▶ _STORED ROWS_:
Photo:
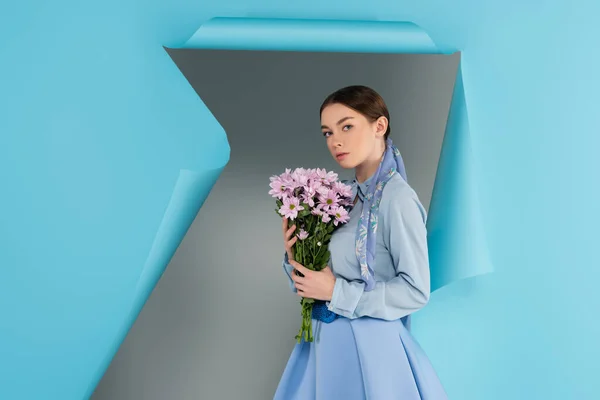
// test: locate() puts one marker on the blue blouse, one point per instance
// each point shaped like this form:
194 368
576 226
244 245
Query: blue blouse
401 260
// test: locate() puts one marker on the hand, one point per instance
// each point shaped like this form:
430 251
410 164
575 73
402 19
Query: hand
316 285
287 242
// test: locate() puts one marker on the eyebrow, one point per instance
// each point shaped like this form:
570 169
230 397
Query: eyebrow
339 122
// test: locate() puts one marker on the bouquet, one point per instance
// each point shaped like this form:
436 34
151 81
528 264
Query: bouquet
319 203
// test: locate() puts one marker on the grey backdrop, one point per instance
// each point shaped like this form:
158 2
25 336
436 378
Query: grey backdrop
221 322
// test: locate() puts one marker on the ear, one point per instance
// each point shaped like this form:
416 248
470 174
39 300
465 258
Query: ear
381 126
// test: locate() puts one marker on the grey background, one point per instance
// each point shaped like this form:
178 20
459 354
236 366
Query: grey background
221 322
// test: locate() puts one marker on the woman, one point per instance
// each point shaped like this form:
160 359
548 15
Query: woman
377 275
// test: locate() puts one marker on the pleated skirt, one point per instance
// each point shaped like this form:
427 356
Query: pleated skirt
359 359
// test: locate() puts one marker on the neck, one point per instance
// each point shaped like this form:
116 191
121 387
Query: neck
370 165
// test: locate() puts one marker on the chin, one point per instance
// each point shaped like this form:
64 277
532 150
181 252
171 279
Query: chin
346 164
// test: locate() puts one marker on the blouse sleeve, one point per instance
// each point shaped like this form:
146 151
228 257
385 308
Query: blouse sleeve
288 268
405 237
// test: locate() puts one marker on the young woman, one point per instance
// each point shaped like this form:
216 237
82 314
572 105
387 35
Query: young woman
378 273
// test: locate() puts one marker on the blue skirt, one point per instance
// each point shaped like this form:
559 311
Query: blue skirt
358 359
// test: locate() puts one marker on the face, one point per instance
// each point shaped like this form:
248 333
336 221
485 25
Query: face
351 138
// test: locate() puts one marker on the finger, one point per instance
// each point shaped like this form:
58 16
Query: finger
291 242
289 232
305 271
297 278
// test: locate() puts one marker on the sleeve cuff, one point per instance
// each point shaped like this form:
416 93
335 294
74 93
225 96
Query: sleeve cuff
345 298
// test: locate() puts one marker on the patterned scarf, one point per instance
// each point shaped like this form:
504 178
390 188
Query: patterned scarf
366 233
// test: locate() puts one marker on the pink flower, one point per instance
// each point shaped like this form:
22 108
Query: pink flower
326 177
318 210
308 196
330 200
340 214
290 207
302 235
342 189
278 187
300 177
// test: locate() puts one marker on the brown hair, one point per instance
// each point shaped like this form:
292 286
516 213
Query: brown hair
362 99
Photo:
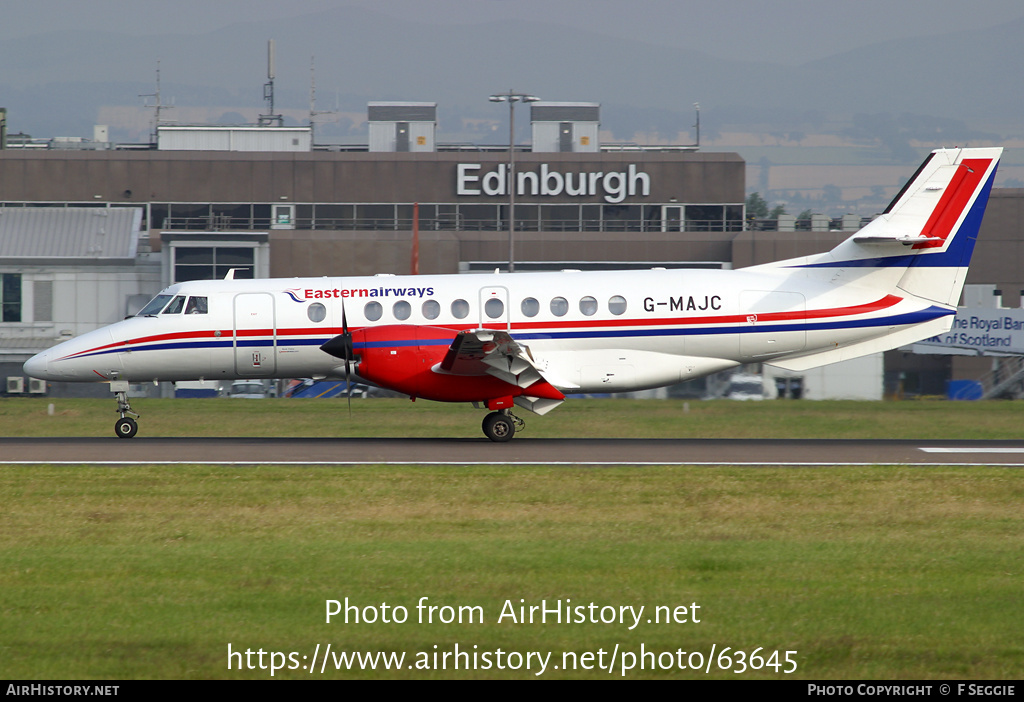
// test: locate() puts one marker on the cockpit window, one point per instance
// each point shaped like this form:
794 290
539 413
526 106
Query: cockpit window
197 305
155 305
177 304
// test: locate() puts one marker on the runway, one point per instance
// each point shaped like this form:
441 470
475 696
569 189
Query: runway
520 451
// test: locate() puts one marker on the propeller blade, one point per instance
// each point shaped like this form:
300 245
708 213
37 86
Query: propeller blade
348 353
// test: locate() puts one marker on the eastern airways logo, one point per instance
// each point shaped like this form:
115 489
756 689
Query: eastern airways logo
306 294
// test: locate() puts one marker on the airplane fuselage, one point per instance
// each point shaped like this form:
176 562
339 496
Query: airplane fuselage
588 332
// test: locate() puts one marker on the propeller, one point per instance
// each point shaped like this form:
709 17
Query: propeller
341 347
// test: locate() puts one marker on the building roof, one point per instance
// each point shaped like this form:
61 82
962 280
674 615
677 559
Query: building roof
69 234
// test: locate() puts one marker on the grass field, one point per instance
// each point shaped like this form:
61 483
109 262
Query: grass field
152 572
613 419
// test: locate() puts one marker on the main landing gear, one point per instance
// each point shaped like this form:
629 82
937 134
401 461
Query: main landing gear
502 425
126 427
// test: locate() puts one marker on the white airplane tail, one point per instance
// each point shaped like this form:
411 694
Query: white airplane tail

▶ _WHAT THE TASK REQUIRES_: Give the entries again word for word, but skip the pictures.

▶ _FULL ANSWER_:
Photo:
// test: locate() puts one marker on the blue blouse, one point per instance
// each point shaped like this form:
194 368
576 226
244 245
Query: blue blouse
401 260
// test: locate() puts one marker on the hand, one point per instance
// each point shaped like this form:
430 251
410 164
575 73
402 19
Query: hand
316 285
287 242
// test: locate() puts one marker on the eyebrow, one point per instance
// each point shaped like this form:
570 169
230 397
Query: eyebrow
339 122
// test: locate() puts one marker on the bouquet, one point per instance
// each point shaped like this form:
436 34
151 81
528 264
Query: bouquet
319 203
// test: locate() puts one marker on the grey backdrop, one point per instance
// each point shaped like this form:
158 2
25 336
436 378
Query: grey backdrop
221 322
// test: locate() puts one marker on the ear, one point per instance
// each point shaped like this form:
416 248
470 174
39 300
465 258
Query: ear
381 126
// test: locate() puts one marker on the grey background, one point per instance
// each point shaped like this form:
178 20
459 354
236 366
Query: grey background
221 322
// test: locate() puts one marker on the woman, one point per instance
// each point shaped like this form:
160 359
548 15
Query: woman
377 275
// test: locate() puts one marker on the pleated skirt, one point per instance
// each point shaped like this form:
427 356
Query: pleated skirt
359 359
// test: locate() puts one marker on the neck, one point per instance
// each point shaped like this form:
116 191
121 387
Query: neck
370 165
// test: locate() puts one marker on the chin, one point per instance
// each point shaped like this form:
64 277
532 150
181 252
171 279
Query: chin
346 164
// test: locate() puts one marker on the blouse sleeve, one point per instance
// each point shaped like this form:
146 151
228 257
385 308
Query: blouse sleeve
288 268
405 237
// test: locate() puts one marker on the young woman, one point per instance
// each point shaped like this form:
216 237
82 314
572 105
387 35
Query: young woman
378 273
// test: locate() puts one marker on the blue skirt, one point per instance
// each point shaped like this form:
559 311
Query: blue skirt
358 359
// test: locate() puts one marker on the face, one point per instance
// each point shaped like this form:
248 333
336 221
485 25
Query: face
351 138
// test: locate() puts one marker on the finger, one point per instance
// each point shaped like this form:
58 16
Query: finger
291 242
289 232
305 271
297 278
// test: locate() puts one marker on the sleeve cuff, one point per instance
// each point shaped like this form:
416 93
335 294
74 93
225 96
Query: sleeve cuff
345 298
// test: locate() puts one marker on the patterned scarf, one point per instance
// each point shaped like this form:
504 178
390 188
Query: patterned scarf
366 233
// test: locate() puts one marker on the pink flower, one point per instance
// each point shaped like this form:
22 108
Query: pink flower
326 177
318 210
308 196
330 200
340 214
290 207
302 235
342 189
278 187
300 177
// test: locate() puts one marker on the brown hair, one point per instance
// each point shaped like this form:
292 286
516 213
Query: brown hair
362 99
Photo:
// test: locate() puts one marker on the cockpit window, one point per instance
// each point shaped like this form:
794 290
539 413
526 106
Query: cockpit window
197 305
155 305
177 304
// test: locate() puts one marker on the runway, one point per instance
// each point shaped like this form:
441 470
475 696
569 189
Query: runway
520 451
// test: locate() puts one marker on the propeller blade, one point per instance
// each point shaped like this form:
300 245
708 213
37 86
Query: propeller blade
348 353
// test: locate() puts one marker on the eastern airways logo, one point per instance
// each point shaped like this form:
115 489
756 689
Query: eastern airways logo
306 294
// test: locate() puts one marker on the airplane fuselage, one point per instance
// each point shaped like this form:
176 562
339 496
Query: airplane fuselage
588 332
// test: locate() puts one marker on the propeller, one point per instance
// each point shaped like this form:
709 17
Query: propeller
341 347
// test: locate() puts one marker on the building roof, one point per instance
// each point shaped like this form:
61 82
962 280
674 615
677 559
Query: building roof
69 234
// test: locate() puts one marker on the grass field, one point per instance
// each point shaped like this form:
61 483
109 262
Query: grass field
152 572
613 419
// test: locate() puts one marker on the main landing gear, one point per instance
// each point shaped like this form:
629 82
937 134
401 461
Query: main landing gear
502 425
126 427
// test: locate() puts one marker on the white airplane tail, one point per instance
// each point shaped like this form:
411 694
Query: white airplane tail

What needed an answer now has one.